Exercise ▸
The lines to be extracted begin at the line containing "In the photograph above, where can the dark storm" and end at the last line of the data below; copy them exactly and leave out the pictures.

Records ▸
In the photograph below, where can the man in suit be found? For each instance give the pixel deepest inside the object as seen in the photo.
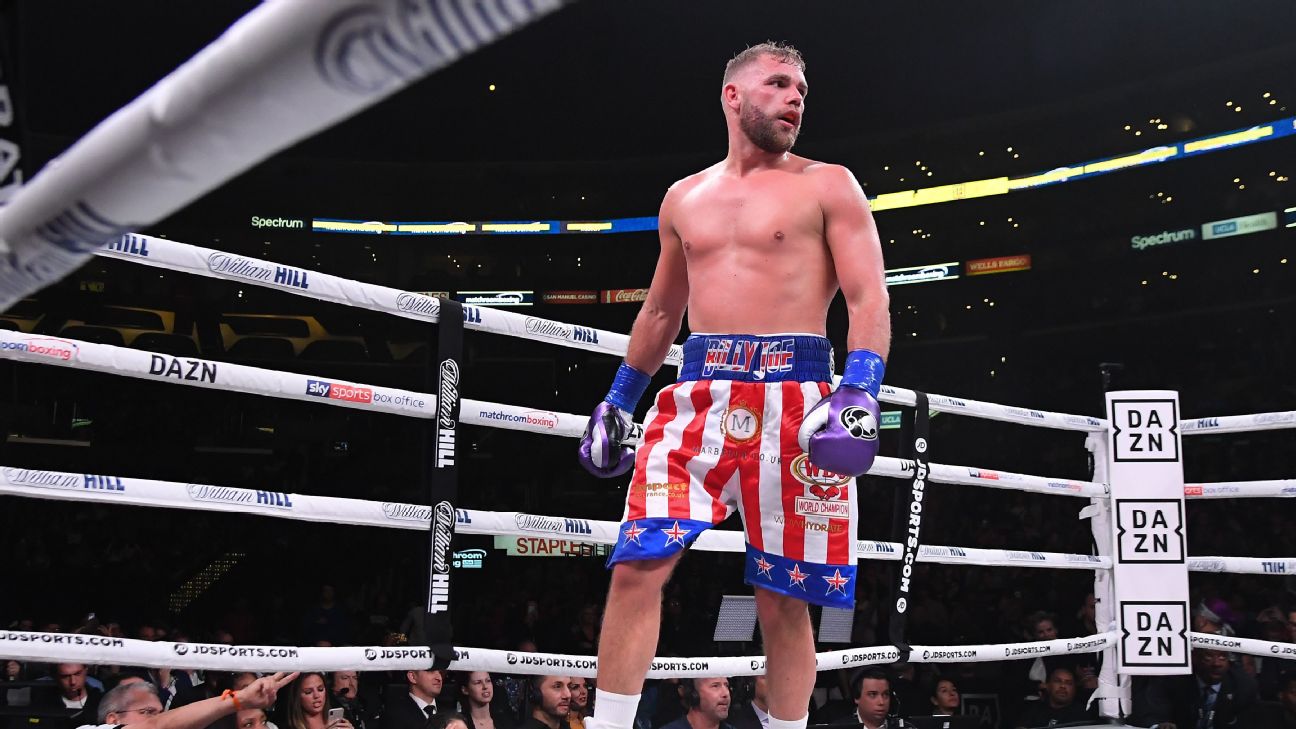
(73, 695)
(708, 701)
(414, 707)
(754, 715)
(1216, 695)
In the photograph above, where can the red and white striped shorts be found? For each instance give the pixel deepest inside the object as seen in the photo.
(714, 446)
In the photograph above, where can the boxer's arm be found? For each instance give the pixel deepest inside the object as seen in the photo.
(857, 256)
(659, 321)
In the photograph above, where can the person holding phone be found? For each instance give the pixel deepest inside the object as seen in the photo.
(307, 706)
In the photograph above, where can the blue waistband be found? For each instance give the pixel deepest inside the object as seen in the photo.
(769, 358)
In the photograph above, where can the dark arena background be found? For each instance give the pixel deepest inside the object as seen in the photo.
(1104, 201)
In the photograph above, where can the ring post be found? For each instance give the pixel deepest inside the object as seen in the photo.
(1113, 693)
(1147, 533)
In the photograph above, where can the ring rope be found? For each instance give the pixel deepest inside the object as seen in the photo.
(1281, 420)
(160, 654)
(255, 380)
(359, 513)
(208, 262)
(281, 73)
(337, 510)
(162, 253)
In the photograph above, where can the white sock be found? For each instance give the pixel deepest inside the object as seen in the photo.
(616, 711)
(786, 724)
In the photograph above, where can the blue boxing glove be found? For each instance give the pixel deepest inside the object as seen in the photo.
(601, 452)
(840, 432)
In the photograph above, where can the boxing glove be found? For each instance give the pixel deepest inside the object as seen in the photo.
(601, 450)
(840, 432)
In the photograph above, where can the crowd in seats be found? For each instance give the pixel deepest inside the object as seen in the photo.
(1224, 690)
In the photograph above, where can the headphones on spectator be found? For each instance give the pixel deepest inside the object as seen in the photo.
(688, 692)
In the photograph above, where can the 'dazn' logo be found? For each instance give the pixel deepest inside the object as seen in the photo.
(740, 423)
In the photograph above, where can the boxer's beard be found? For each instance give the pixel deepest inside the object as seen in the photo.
(765, 132)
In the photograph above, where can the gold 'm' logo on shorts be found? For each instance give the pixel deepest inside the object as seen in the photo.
(740, 423)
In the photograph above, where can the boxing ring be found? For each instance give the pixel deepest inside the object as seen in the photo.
(43, 240)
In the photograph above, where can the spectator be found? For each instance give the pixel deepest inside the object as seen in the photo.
(708, 701)
(871, 689)
(945, 698)
(138, 705)
(449, 720)
(551, 702)
(415, 706)
(579, 703)
(252, 719)
(478, 706)
(306, 706)
(345, 686)
(13, 672)
(754, 715)
(1216, 695)
(73, 694)
(907, 697)
(1272, 671)
(1059, 703)
(513, 689)
(210, 685)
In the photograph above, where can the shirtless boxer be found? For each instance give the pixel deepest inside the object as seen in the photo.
(756, 248)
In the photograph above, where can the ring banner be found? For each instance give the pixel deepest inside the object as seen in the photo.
(443, 480)
(909, 515)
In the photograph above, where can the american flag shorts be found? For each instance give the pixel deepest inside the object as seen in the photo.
(713, 446)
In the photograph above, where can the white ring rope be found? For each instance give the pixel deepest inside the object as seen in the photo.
(162, 253)
(48, 647)
(1239, 423)
(182, 257)
(284, 71)
(255, 380)
(127, 651)
(359, 513)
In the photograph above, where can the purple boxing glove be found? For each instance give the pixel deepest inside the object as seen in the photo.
(840, 432)
(601, 452)
(601, 449)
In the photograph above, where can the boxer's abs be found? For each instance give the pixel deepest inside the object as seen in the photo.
(757, 289)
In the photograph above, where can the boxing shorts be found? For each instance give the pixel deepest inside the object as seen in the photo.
(723, 439)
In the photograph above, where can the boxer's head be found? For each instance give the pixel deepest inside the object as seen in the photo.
(763, 95)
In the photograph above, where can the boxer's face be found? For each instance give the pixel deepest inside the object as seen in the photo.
(773, 103)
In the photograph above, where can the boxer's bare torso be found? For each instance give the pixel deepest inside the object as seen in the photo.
(754, 248)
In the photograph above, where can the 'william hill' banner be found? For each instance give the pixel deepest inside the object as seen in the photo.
(12, 105)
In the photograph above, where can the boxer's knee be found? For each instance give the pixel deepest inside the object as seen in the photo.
(642, 577)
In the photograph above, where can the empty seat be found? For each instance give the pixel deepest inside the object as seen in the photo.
(336, 350)
(262, 348)
(175, 345)
(97, 335)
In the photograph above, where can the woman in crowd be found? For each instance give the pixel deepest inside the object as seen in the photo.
(945, 698)
(477, 694)
(307, 705)
(579, 703)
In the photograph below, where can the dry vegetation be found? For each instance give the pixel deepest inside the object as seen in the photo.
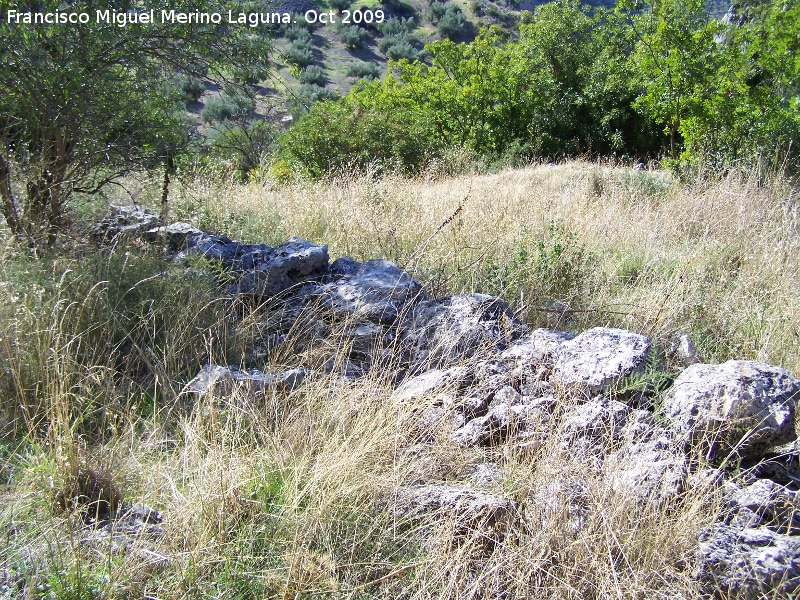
(292, 497)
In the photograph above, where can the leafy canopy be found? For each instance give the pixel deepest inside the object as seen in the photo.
(84, 104)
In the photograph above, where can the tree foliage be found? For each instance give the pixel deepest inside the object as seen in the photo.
(84, 104)
(637, 81)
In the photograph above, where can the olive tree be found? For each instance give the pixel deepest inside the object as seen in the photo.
(83, 104)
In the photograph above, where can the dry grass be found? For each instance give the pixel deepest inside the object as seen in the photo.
(291, 496)
(716, 259)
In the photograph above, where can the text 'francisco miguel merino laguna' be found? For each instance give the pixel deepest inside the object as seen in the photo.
(145, 17)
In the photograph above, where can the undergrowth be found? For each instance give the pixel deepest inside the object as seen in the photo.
(292, 496)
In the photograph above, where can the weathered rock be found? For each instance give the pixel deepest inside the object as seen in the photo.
(504, 420)
(683, 351)
(376, 290)
(223, 382)
(174, 235)
(264, 271)
(559, 503)
(763, 502)
(124, 220)
(739, 406)
(599, 358)
(750, 563)
(126, 527)
(434, 383)
(540, 345)
(443, 332)
(652, 471)
(600, 420)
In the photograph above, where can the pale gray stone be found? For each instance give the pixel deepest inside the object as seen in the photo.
(749, 563)
(599, 358)
(739, 406)
(652, 471)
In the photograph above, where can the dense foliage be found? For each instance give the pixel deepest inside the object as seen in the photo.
(638, 82)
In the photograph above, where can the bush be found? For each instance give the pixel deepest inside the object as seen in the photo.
(299, 54)
(306, 96)
(312, 74)
(453, 25)
(247, 146)
(230, 105)
(364, 70)
(341, 135)
(191, 88)
(402, 49)
(395, 26)
(352, 36)
(295, 32)
(438, 9)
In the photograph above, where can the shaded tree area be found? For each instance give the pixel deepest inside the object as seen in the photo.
(85, 104)
(662, 80)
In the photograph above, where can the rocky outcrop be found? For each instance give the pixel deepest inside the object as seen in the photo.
(444, 332)
(748, 563)
(473, 375)
(124, 220)
(739, 407)
(600, 357)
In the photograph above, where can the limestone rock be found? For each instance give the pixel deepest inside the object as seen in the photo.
(174, 235)
(223, 382)
(463, 503)
(376, 290)
(598, 420)
(742, 406)
(600, 357)
(436, 381)
(683, 351)
(264, 271)
(763, 502)
(652, 471)
(750, 563)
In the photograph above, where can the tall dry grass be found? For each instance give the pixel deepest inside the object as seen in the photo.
(293, 495)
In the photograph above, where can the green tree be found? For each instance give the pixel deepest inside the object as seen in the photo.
(85, 104)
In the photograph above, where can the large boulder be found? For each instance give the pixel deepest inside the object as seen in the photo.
(652, 471)
(376, 290)
(263, 271)
(599, 358)
(740, 406)
(443, 332)
(749, 563)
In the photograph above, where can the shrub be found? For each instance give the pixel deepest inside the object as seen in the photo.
(312, 74)
(402, 49)
(453, 25)
(296, 32)
(308, 94)
(438, 9)
(247, 146)
(299, 54)
(352, 36)
(230, 105)
(364, 70)
(395, 26)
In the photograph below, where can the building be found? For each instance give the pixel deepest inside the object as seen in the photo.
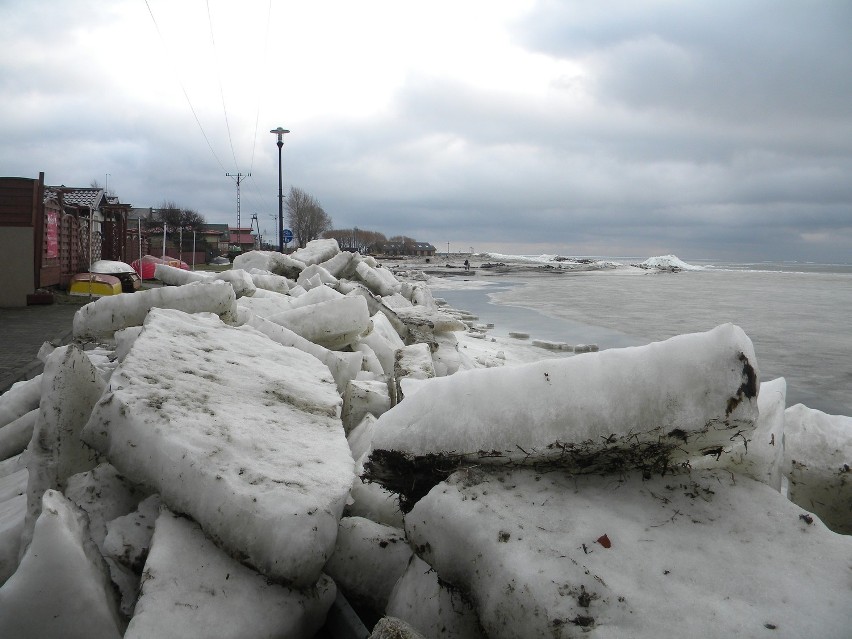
(51, 233)
(240, 239)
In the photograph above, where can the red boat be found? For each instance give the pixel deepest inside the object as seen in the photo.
(145, 267)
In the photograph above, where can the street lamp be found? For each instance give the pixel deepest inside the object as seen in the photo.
(280, 133)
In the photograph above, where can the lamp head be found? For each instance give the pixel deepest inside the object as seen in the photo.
(280, 133)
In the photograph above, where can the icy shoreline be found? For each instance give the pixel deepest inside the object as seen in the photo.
(205, 450)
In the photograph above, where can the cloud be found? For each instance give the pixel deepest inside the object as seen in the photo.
(590, 128)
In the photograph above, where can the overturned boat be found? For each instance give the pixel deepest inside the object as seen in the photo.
(105, 277)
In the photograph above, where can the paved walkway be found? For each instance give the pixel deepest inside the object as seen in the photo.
(24, 329)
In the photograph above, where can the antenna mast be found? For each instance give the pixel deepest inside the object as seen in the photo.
(238, 178)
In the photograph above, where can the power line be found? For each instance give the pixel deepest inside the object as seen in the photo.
(262, 75)
(221, 89)
(185, 94)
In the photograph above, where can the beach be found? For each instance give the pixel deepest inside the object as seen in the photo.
(798, 319)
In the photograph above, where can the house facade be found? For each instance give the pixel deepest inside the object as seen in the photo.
(50, 233)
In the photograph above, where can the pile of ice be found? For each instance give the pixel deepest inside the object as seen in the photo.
(671, 263)
(222, 456)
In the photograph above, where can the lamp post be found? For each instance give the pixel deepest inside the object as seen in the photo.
(280, 133)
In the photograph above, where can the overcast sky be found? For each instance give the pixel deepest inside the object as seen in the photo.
(711, 130)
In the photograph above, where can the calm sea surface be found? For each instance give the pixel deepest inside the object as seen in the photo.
(799, 316)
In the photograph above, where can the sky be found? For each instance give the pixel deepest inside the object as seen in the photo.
(708, 130)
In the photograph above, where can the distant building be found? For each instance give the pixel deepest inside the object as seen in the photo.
(240, 237)
(51, 233)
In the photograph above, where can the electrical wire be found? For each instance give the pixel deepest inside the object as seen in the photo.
(185, 94)
(221, 89)
(262, 75)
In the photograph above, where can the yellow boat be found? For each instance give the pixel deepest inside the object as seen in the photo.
(94, 285)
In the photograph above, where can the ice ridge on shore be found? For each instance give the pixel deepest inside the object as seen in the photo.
(224, 456)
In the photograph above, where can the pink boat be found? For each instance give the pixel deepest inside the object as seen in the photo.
(145, 267)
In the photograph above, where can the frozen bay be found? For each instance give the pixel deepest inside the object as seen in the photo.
(798, 320)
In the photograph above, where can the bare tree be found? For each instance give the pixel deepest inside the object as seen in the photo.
(175, 217)
(355, 239)
(306, 217)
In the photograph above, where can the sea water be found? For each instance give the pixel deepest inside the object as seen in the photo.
(799, 316)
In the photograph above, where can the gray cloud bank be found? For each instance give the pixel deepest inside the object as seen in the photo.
(710, 130)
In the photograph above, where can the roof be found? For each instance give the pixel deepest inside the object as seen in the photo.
(241, 238)
(91, 197)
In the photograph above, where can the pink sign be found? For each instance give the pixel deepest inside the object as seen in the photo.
(51, 228)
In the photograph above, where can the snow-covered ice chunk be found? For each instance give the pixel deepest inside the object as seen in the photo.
(61, 589)
(759, 455)
(20, 399)
(344, 366)
(668, 263)
(128, 537)
(364, 397)
(313, 271)
(104, 495)
(14, 484)
(375, 503)
(446, 359)
(396, 301)
(192, 589)
(315, 296)
(71, 387)
(108, 314)
(420, 599)
(266, 303)
(178, 276)
(371, 362)
(239, 432)
(15, 436)
(818, 464)
(13, 510)
(621, 408)
(367, 561)
(333, 324)
(393, 628)
(412, 362)
(379, 280)
(271, 261)
(267, 281)
(342, 265)
(383, 339)
(435, 320)
(707, 553)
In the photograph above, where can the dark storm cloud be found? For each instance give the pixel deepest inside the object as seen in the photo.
(705, 129)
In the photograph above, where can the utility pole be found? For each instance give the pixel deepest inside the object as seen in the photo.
(238, 178)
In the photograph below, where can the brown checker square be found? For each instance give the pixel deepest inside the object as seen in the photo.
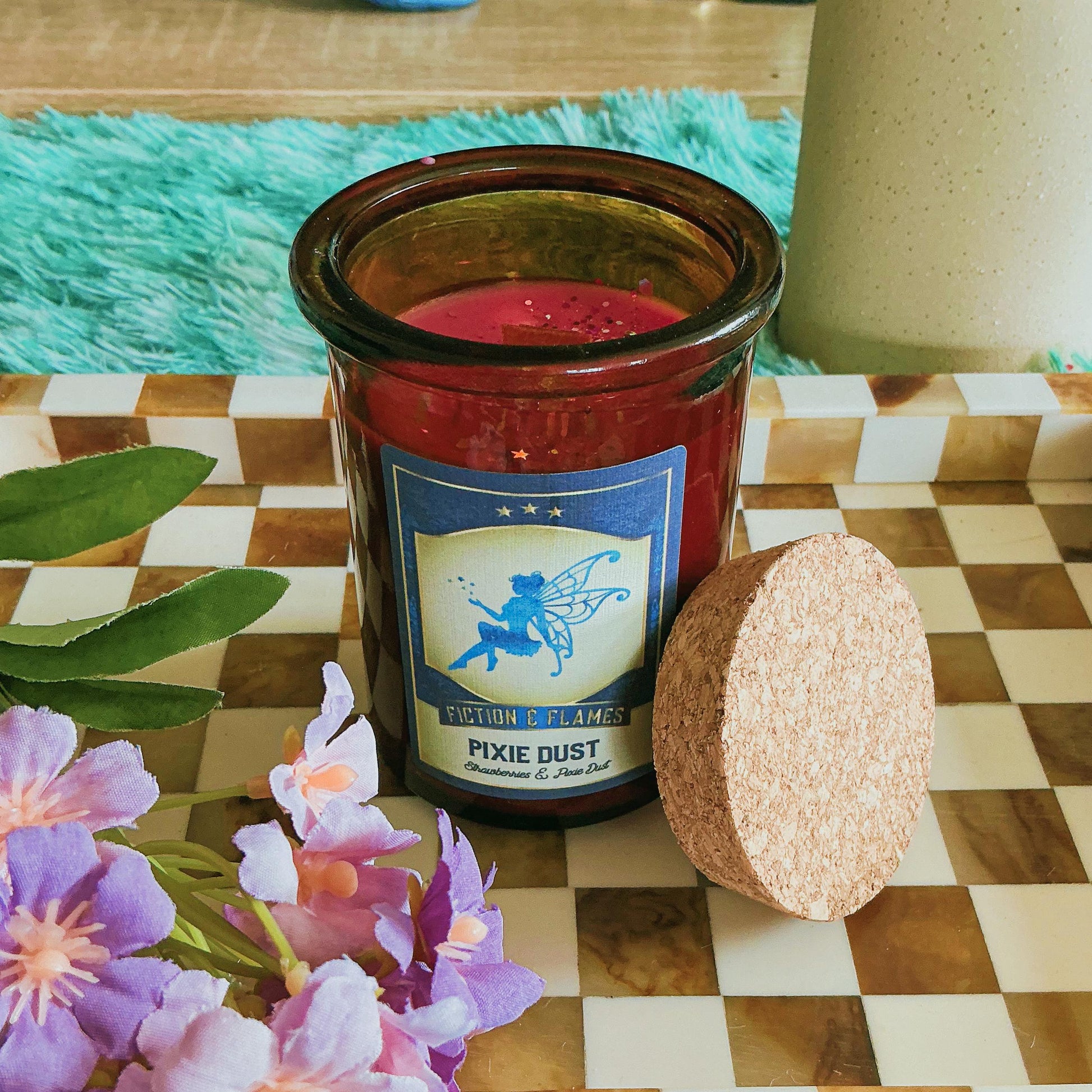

Response ▸
In the photograph above, where can the dark storm cloud be found? For each instance give the pixel deepest inside the object as seen in the photo.
(705, 129)
In the photograph above, where can the utility pole be found? For each instance give the pixel deepest inside the object as seen in the photo.
(238, 178)
In the photograph below, where can the brown checker square be found? For each instance give the pixel deepest inside the object as seen in the photo.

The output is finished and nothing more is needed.